## begin Items

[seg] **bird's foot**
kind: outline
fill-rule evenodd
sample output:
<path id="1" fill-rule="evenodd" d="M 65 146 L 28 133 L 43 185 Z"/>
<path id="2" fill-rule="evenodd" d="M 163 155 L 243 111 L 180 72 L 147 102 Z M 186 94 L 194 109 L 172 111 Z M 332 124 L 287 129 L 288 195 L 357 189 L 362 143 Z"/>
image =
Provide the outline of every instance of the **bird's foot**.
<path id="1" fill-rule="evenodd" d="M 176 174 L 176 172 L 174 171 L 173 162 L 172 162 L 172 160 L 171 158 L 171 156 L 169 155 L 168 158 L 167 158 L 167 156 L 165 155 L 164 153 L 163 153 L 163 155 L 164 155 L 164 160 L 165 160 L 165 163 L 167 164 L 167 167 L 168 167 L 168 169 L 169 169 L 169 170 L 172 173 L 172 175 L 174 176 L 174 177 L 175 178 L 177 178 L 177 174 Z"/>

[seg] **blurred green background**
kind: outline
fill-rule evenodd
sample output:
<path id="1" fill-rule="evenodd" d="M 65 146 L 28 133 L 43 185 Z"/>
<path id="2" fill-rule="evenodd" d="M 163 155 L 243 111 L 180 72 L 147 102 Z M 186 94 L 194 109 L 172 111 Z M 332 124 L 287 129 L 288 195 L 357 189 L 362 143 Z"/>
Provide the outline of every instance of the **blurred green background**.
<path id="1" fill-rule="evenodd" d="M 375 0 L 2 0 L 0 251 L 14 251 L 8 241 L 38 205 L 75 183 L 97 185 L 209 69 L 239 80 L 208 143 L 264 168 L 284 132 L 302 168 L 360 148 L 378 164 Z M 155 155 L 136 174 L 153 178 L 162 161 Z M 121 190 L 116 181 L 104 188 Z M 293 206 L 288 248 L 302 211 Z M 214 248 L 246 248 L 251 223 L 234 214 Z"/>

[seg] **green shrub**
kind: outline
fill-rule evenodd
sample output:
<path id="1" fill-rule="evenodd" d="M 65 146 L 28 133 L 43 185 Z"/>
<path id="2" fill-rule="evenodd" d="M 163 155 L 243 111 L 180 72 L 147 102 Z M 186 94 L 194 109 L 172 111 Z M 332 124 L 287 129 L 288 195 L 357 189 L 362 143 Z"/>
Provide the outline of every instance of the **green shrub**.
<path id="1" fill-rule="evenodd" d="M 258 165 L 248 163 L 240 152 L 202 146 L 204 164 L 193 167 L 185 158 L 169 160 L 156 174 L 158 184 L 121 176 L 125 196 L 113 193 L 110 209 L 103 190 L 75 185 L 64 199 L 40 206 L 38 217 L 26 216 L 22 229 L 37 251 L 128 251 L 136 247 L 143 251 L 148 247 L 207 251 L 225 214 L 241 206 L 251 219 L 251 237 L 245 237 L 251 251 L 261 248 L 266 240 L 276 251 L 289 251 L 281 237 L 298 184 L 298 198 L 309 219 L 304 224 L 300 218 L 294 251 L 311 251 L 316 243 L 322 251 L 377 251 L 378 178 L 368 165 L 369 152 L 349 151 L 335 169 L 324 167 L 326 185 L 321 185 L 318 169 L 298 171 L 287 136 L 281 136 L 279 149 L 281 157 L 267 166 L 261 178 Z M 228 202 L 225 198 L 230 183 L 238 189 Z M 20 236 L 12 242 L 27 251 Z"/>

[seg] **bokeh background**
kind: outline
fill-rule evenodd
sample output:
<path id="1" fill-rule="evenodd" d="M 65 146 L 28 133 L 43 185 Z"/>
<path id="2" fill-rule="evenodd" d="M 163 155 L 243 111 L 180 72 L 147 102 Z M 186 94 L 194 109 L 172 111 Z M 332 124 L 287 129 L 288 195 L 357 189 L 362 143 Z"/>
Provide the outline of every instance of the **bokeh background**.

## end Items

→ Request
Revise the rows above by changing every "Provide" to "Trace" and leaving all other text as it is.

→ Output below
[seg] **bird's foot**
kind: outline
fill-rule evenodd
sample output:
<path id="1" fill-rule="evenodd" d="M 65 146 L 28 133 L 43 185 Z"/>
<path id="2" fill-rule="evenodd" d="M 163 155 L 243 111 L 180 72 L 147 102 Z M 186 94 L 194 109 L 172 111 Z M 332 124 L 287 129 L 288 195 L 357 189 L 362 143 Z"/>
image =
Trace the outline of every instance of the **bird's foot**.
<path id="1" fill-rule="evenodd" d="M 176 174 L 176 172 L 174 171 L 173 162 L 172 162 L 172 160 L 171 158 L 171 156 L 169 155 L 168 158 L 167 158 L 167 156 L 165 155 L 164 153 L 163 153 L 163 155 L 164 155 L 164 160 L 165 160 L 165 163 L 167 164 L 167 167 L 168 167 L 168 169 L 169 169 L 169 170 L 172 173 L 172 175 L 174 176 L 174 177 L 175 178 L 177 178 L 177 174 Z"/>

[seg] **blurred green background**
kind: outline
fill-rule evenodd
sample output:
<path id="1" fill-rule="evenodd" d="M 65 146 L 28 133 L 43 185 Z"/>
<path id="2" fill-rule="evenodd" d="M 163 155 L 243 111 L 180 72 L 147 102 Z M 186 94 L 194 109 L 172 111 Z M 332 124 L 287 129 L 288 195 L 357 189 L 362 143 Z"/>
Trace the outline of every instance of the **blurred green background**.
<path id="1" fill-rule="evenodd" d="M 375 0 L 2 0 L 0 251 L 14 251 L 8 241 L 38 205 L 75 183 L 97 185 L 209 69 L 239 80 L 208 143 L 264 168 L 284 132 L 302 168 L 360 148 L 378 164 Z M 155 155 L 136 174 L 153 178 L 162 161 Z M 121 190 L 116 181 L 104 188 Z M 293 206 L 288 248 L 302 211 Z M 214 248 L 246 248 L 251 223 L 234 214 Z"/>

[seg] **green shrub**
kind: outline
fill-rule evenodd
sample output:
<path id="1" fill-rule="evenodd" d="M 65 146 L 28 133 L 43 185 Z"/>
<path id="2" fill-rule="evenodd" d="M 163 155 L 243 111 L 180 72 L 147 102 Z M 186 94 L 194 109 L 172 111 Z M 332 124 L 287 129 L 288 195 L 357 189 L 362 143 Z"/>
Trace the outline of every instance of the **green shrub**.
<path id="1" fill-rule="evenodd" d="M 258 165 L 248 163 L 240 152 L 202 146 L 204 164 L 193 167 L 185 158 L 169 160 L 156 174 L 158 184 L 121 176 L 125 196 L 113 193 L 110 209 L 103 190 L 75 185 L 64 199 L 40 206 L 38 217 L 26 216 L 22 229 L 37 251 L 128 251 L 136 247 L 143 251 L 148 247 L 207 251 L 225 214 L 241 206 L 251 219 L 251 237 L 245 237 L 251 251 L 261 248 L 266 240 L 276 251 L 289 251 L 281 237 L 298 184 L 298 198 L 309 219 L 304 224 L 300 218 L 294 251 L 311 251 L 316 243 L 322 251 L 377 251 L 378 178 L 368 165 L 369 152 L 349 151 L 335 169 L 324 167 L 326 185 L 321 185 L 318 169 L 298 171 L 287 136 L 281 136 L 279 149 L 281 157 L 267 166 L 261 178 Z M 228 202 L 225 198 L 230 183 L 238 189 Z M 20 236 L 12 242 L 27 251 Z"/>

[seg] **bokeh background**
kind: outline
fill-rule evenodd
sample output:
<path id="1" fill-rule="evenodd" d="M 65 146 L 28 133 L 43 185 Z"/>
<path id="2" fill-rule="evenodd" d="M 163 155 L 243 111 L 180 72 L 147 102 Z M 186 94 L 194 109 L 172 111 Z M 332 124 L 287 129 L 288 195 L 357 189 L 362 143 Z"/>
Trace the outline of every instance of the **bokeh background**.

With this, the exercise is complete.